-- Explore the material --
A. In the article about Haiti's earthquake fundraising, who is Haiti's Minister of Planning and External Cooperation?
B. Write a continuation of the article about Haiti's earthquake fundraising, picking up after its last sentence.
──────── Exercise text ────────
Afghan Chaos Hampers Haiti’s Bid to Raise Cash for Quake Victims
(Bloomberg) -- Haiti’s bid to raise funds for the more than 600,000 people affected by a massive earthquake is being hampered by the Afghanistan crisis, which has occupied the attention of the international community, officials said.
A day after a 7.2 magnitude quake hit Haiti on August 14, the governments of the U.S. and its allies were distracted by news that the Afghan capital had fallen to Taliban fighters.
“It’s really hard,” Simon Desras, Haiti’s Minister of Planning and External Cooperation, said of fund-raising efforts. “They have so many issues to deal with, especially the United States, our primary donor.”
The recovery effort is also being held back by insecurity and food shortages, Desras said in an interview in his office in Port-au-Prince Friday. While officials are still evaluating the destruction, the quake likely caused billions of dollars in damage along Haiti’s southwestern peninsula, he said.
The Caribbean nation was already reeling from the assassination of President Jovenel Moise on July 7, as well as rampant gang violence, when the quake killed more than 2,000 people.
Desras says some people have “minimized” the destruction because it happened in the largely rural south -- unlike the 2010 quake that leveled parts of the capital.
──────── Source data ────────
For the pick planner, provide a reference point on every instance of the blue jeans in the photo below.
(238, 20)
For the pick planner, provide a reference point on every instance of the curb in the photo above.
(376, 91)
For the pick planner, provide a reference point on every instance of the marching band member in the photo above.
────────
──────── Source data ────────
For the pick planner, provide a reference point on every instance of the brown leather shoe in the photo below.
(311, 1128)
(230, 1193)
────────
──────── Source data ────────
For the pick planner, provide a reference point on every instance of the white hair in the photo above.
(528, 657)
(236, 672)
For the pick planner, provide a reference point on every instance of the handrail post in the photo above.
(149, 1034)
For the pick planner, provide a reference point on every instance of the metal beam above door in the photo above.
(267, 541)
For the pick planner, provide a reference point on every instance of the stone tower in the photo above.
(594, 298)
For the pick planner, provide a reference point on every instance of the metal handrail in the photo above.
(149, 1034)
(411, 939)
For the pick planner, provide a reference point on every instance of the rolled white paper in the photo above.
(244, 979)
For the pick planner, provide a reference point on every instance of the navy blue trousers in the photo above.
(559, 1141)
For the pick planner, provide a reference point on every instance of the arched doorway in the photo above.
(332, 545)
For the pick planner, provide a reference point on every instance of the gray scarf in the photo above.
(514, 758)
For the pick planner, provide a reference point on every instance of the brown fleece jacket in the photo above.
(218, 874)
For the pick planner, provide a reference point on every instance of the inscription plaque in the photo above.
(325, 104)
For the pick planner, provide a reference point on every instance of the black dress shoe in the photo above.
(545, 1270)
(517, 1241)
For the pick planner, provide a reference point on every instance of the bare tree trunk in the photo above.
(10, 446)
────────
-- Solved tasks --
A. Simon Desras

B.
The United Nations has made an emergency appeal for $187 million, and Haiti has received pledges of $32 million from the U.S., as well as offers from Taiwan and the E.U. for initial rescue efforts.
Earlier this year, the U.N. had launched a $235 million appeal driven by widespread hunger in Haiti -- but that funding request is only about one-third met, said Bruno Lemarquis, the Deputy Special Representative of the United Nations Integrated Office in Haiti.
“Historically, Haiti is one of the most underfunded response plans year after year,” he said. The global pandemic has only made it harder to raise funds, “and now you have the biggie of the month, which is Afghanistan, so there is huge competition.”
Desras said he hopes the funds that do come in will ultimately make Haiti more resilient and prepared for future crises.
“We are asking for support but not charity,” he said. “We need to be able to go by ourselves -- we need to help our people who are in misery.”
The U.S. and its allies are racing to evacuate citizens from Kabul, the Afghan capital, by August 31, amid threats of more violence after a deadly suicide bomb attack near the airport on Thursday.